Thank you so much for this great reply! Yes, I'm kinda thinking the same way... The only thing that really bothers me is this ARM transition. Don't think it is so neglectable. After a year or two, current MacBooks will become "old" tech with limited support, as soon as ARMs roll out... this will definitely decrease its value a lot Don't really care about that as I'm making this investment for a long run and when I'm done with it it will not be worth much anyway :D But what would really piss me off is that after a year of my purchase a new version (for the same price) will come out that will be significantly better/more performant because of the new chips :D

But yes I guess I'll go with the MacBook and stop following Apple news for the next 8 years of my life 😂


----------



## nglez (Oct 23, 2020)

I understand the feeling, but I think it's gonna take a while until the ARM chip will fully take over. I can see them releasing something like a Mac book air first and then over the years change their line up. Keep in mind that they also released the Mac Pro based on Intel. By the time ARM is fully ready for the Pro market you might need a new laptop anyways...


----------



## Fab (Oct 23, 2020)

If you use logic then get a mac, that is the only reason I can think of.


----------



## Michael Antrum (Oct 26, 2020)

I was recently in the same boat, this being before the recent launch of the 16" macbook pro.

There was no way I was prepared to spend the over £ 3.5k on a laptop that had an inherent keyboard fault and thermal issues, so I kept hanging on for the new Macbook Pro that was coming. It seemed to keep getting delayed and delayed, and I really needed to replace the old macbook pro....

In the end I bought a PC laptop, despite both my desktop systems being Macs. (I am a cubase user) 

I wanted something stylish and compact that I could hawk about with me, but also somehting powerful. In the end I bought a Razer Blade 15" 2019 2070 RTX Advanced from ebay for £ 1400. It was new and still sealed in the box. 

I bought 64gb RAM from Cucial, and got a 2tb Sabrent NVME drive from Amazon for £ 173.00 on a flash sale.

So for £ 2k I had an i7 6 core with 2tb SSD and 64Gb Ram - which i think is terrific bang for buck.

Material
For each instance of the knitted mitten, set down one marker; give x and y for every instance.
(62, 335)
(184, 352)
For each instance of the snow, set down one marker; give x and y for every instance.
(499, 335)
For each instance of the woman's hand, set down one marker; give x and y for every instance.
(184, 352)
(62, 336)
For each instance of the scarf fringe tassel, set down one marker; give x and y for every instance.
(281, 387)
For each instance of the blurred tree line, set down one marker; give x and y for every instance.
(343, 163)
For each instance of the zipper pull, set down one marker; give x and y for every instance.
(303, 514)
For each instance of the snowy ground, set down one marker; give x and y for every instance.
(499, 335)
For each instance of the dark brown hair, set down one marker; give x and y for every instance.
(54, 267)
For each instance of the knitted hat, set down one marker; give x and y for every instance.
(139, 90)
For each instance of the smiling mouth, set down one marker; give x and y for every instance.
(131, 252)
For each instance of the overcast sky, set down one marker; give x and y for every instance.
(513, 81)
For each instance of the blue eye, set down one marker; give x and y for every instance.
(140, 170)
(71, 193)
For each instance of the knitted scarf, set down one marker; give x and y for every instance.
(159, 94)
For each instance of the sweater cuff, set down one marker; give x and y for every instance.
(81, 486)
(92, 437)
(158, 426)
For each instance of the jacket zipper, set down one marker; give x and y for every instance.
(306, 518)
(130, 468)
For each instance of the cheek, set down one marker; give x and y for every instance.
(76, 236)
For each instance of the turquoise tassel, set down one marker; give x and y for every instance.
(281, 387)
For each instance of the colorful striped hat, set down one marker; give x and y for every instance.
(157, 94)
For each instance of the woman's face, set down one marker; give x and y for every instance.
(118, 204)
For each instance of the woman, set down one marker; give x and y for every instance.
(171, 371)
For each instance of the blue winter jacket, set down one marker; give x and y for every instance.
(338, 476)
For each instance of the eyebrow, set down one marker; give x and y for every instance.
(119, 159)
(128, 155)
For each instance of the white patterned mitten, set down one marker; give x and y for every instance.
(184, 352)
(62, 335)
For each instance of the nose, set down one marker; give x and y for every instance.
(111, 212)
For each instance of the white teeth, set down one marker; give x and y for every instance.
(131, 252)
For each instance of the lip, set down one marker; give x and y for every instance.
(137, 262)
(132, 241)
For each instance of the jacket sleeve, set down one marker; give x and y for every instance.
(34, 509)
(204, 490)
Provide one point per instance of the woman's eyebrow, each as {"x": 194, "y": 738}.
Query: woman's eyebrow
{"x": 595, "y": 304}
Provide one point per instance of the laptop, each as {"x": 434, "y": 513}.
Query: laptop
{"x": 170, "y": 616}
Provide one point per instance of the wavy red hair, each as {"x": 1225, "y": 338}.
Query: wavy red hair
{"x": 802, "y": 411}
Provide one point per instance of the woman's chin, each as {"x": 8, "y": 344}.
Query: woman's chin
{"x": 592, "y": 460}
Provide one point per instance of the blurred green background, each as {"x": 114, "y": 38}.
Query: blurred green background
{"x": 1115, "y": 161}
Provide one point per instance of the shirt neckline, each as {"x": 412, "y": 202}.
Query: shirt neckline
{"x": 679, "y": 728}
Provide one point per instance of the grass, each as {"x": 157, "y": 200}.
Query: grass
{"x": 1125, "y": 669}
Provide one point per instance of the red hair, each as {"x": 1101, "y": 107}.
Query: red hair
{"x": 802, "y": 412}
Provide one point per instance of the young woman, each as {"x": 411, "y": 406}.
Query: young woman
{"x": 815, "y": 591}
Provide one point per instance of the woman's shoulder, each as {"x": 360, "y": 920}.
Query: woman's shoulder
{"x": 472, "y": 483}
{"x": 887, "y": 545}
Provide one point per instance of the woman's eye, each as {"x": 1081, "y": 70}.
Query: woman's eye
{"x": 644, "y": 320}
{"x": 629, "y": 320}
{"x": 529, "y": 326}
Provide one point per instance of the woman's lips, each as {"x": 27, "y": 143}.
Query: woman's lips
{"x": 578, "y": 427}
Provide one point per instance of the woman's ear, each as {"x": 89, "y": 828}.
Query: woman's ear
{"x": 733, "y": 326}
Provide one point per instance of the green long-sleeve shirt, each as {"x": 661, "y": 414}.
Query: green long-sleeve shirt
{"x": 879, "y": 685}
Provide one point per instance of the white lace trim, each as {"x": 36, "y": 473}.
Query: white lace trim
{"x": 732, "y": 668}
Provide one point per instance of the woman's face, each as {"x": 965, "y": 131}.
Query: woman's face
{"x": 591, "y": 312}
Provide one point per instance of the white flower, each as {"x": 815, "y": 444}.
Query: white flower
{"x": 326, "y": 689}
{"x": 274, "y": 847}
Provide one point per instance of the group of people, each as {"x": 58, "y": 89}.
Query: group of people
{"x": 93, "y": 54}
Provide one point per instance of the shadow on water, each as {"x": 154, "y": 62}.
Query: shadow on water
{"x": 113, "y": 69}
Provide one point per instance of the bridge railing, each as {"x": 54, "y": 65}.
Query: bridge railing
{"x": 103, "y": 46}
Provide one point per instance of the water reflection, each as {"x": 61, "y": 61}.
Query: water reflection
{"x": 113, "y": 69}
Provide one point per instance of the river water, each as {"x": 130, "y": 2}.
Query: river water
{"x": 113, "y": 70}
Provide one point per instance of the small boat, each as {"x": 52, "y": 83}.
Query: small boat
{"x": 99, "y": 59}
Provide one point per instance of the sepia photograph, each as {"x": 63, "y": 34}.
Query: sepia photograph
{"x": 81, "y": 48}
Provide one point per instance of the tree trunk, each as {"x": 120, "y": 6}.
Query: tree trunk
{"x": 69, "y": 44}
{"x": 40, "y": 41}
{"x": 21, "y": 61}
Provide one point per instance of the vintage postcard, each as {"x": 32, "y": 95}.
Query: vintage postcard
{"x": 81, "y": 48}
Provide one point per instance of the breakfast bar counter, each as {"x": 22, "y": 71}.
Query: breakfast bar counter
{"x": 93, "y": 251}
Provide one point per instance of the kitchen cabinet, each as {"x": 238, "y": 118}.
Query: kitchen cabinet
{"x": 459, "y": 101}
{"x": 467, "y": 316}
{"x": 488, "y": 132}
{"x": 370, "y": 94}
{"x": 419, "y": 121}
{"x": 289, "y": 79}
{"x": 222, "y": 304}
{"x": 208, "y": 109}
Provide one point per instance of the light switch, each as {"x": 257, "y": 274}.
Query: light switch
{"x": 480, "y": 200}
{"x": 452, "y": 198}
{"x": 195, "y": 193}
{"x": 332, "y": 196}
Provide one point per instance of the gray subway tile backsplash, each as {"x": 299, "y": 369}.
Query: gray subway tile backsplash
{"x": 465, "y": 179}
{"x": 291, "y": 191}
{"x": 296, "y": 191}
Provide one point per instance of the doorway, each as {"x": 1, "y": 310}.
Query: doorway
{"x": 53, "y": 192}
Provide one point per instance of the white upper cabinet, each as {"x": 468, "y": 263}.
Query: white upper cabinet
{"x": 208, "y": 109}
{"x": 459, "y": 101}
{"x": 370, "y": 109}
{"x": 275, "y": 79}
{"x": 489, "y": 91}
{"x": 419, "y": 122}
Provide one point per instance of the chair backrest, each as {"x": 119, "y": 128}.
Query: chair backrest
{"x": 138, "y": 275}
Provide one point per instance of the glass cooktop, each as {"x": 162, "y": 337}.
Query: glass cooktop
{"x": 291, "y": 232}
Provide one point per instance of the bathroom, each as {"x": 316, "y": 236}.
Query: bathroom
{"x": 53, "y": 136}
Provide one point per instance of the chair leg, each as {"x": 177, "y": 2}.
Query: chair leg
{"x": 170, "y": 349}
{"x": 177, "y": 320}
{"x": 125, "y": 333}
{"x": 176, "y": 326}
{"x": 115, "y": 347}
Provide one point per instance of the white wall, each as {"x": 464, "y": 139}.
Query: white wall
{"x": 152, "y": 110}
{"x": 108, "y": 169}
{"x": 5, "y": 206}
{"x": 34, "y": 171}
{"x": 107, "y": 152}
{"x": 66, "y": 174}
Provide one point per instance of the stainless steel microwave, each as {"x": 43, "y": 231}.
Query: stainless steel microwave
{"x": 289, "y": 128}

Written instruction 1
Render this sentence from the laptop-buying forum thread in Spanish: "Keep in mind that they also released the Mac Pro based on Intel."
Written instruction 2
Pick up the laptop-buying forum thread after its final sentence and write what comes next.

Right answer 1
Ten en cuenta que también lanzaron el Mac Pro basado en Intel.

Right answer 2
It also has a TB3 port so I can use my UAD interface and plugins with it too (needed a TB2-TB3 adapter though).

So, my thoughts. Yes I do miss OSX, but nowhere near as much as I thought I would. Windows 10 is pretty solid, and whilst it takes a bit of getting used to, and I needed to unistall some of the bloat, it's a great bit if kit. Cubase flies on it.

It's a quality bit of kit, and feels nice to use. The only real negative is the poor battery life, but that is not an issue for me, as if I'm on a plane or train etc, I'll be working in Staffpad whose portability can't be beaten.

So down the line a bit, I still miss OSX - but Windows 10 is a pretty decent alternative, one I can live with, even if I dont exactly love it. 

And my timing seems to good on this too. Because by the time I'm moving on from the Razer, the Apple silicon Macbook Pro's will be on their second iteration (at least). So if they live up to their promise, there's a good chance I'll go back to mac laptop - though not at any price.

So don't be afraid of Windows 10. You might not love it, but you will be able to live with it. Becuase I agree with the person who said that once the Apple silicon starts shipping, the Intel CPU macs will get old real fast.....


----------



## gsilbers (Oct 26, 2020)

JyTy said:


> Hi fellow composers, I really hope everyone is safe and OK in those turbulent times 🙏
> 
> I need to hear a couple of thoughts from you about a laptop purchase. I have a 2012 Macbook Pro that is currently living its last breaths and bearly hanging with bigger projects so after more than 8 years there is a time for an upgrade! btw it needs to be a laptop - no other option!
> 
> ...





I posted elsewhere about this so ill keep it short.


I have the same 2012. Had the same issue than you and bought the macbook pro 16 with 64gb ram and 2tb ssd.

Once i got it i noticed somehting almost inmediatly; heat and fan noise.

Went online and tried EVERY FUKIN TIP/TRICK and it didnt work.

Sent to apple for a fix. They said it was repaired but didnt see they did anything ok.

Turns out, macbook pro have been having an issue with intel cpu and graphics just heating up very fast. And not by loading my 100 track template but instead, it was just a few web browsers, youtube video, mail and othe light apps. After a few minutes the fans ramped up.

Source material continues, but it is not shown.